# Consigne A
Indiquez combien de lignes des entrées contiennent le mot "building". Donnez uniquement ce nombre.

Clara Gaymard : « La vraie autorité passe par l'écoute et l'exemple »

A 50 ans, elle a récemment été classée 36ème au palmarès des cinquante femmes d'affaires les plus puissantes au monde, établi par le magazine Fortune.

La vice-présidente de GE International (General Electric) en charge des grands comptes publics et présidente de GE en France déclare ne pas apprécier le management autoritariste. Elle préfère asseoir son autorité sur l'écoute et l'exemplarité. Et en appelle aux bienfaits de la notation et de l'évaluation, afin que chacun reçoive une juste considération de son travail, « clé de l'adhésion à l'entreprise ».

Votre parcours emprunte des détours parfois inattendus. Vous avez œuvré durant vingt ans dans les méandres de l'administration française, entre la mairie de Paris, la Cour des Comptes, Bercy et l'Agence française pour les investissements internationaux. La désobéissance a-t-elle été l'un de vos atouts dans cette trajectoire ?

# Consigne B
Extrayez l'entretien avec Clara Gaymard en entier et recopiez-le sans la moindre modification.

# Lignes de données

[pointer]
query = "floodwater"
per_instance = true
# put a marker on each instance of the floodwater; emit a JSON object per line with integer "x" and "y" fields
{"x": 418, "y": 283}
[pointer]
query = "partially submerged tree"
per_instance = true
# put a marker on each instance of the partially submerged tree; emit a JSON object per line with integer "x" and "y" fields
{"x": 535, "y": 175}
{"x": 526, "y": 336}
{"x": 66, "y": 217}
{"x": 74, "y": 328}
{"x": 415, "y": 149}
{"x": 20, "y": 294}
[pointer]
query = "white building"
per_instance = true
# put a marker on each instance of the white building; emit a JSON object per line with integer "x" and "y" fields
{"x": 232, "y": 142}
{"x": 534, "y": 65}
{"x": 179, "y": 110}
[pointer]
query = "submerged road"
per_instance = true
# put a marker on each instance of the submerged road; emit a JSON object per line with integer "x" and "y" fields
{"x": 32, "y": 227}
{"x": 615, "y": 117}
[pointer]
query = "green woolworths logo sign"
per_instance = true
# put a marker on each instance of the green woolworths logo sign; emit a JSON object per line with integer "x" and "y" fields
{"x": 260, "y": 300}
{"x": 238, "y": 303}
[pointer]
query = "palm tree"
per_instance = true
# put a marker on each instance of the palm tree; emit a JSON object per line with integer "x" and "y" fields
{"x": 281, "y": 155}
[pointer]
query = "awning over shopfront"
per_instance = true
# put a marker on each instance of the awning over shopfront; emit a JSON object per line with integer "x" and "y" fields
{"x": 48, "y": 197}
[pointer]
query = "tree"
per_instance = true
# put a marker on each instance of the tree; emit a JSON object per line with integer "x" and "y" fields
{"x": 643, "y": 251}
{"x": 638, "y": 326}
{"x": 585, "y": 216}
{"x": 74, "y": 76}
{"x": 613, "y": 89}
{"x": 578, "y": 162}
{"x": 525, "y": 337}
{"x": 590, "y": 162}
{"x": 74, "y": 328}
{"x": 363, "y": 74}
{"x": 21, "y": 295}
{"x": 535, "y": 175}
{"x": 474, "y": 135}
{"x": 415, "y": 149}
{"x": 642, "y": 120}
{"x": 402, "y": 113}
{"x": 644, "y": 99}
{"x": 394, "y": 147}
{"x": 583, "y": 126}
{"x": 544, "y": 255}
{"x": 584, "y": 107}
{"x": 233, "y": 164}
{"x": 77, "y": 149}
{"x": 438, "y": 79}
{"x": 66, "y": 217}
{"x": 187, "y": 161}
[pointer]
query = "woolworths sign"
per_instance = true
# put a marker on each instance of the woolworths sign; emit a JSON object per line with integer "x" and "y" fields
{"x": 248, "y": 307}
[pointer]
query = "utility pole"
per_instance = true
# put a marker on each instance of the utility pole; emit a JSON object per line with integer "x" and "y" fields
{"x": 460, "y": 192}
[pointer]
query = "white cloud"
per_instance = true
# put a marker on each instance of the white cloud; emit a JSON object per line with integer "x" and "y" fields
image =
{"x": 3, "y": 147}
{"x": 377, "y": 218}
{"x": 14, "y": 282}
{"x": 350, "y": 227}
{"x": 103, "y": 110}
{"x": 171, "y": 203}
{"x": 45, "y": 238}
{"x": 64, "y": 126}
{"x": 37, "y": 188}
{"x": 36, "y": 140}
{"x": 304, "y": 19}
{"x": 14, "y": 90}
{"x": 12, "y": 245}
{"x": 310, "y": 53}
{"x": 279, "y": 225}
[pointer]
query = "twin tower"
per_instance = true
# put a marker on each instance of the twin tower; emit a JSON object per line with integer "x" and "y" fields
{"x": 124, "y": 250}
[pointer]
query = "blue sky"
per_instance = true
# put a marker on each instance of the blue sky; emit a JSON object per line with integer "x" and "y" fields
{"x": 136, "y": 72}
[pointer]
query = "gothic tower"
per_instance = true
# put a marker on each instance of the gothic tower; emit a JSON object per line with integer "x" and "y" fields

# Réponse A
2

# Réponse B
Clara Gaymard : « La vraie autorité passe par l'écoute et l'exemple »

A 50 ans, elle a récemment été classée 36ème au palmarès des cinquante femmes d'affaires les plus puissantes au monde, établi par le magazine Fortune.

La vice-présidente de GE International (General Electric) en charge des grands comptes publics et présidente de GE en France déclare ne pas apprécier le management autoritariste. Elle préfère asseoir son autorité sur l'écoute et l'exemplarité. Et en appelle aux bienfaits de la notation et de l'évaluation, afin que chacun reçoive une juste considération de son travail, « clé de l'adhésion à l'entreprise ».

Votre parcours emprunte des détours parfois inattendus. Vous avez œuvré durant vingt ans dans les méandres de l'administration française, entre la mairie de Paris, la Cour des Comptes, Bercy et l'Agence française pour les investissements internationaux. La désobéissance a-t-elle été l'un de vos atouts dans cette trajectoire ?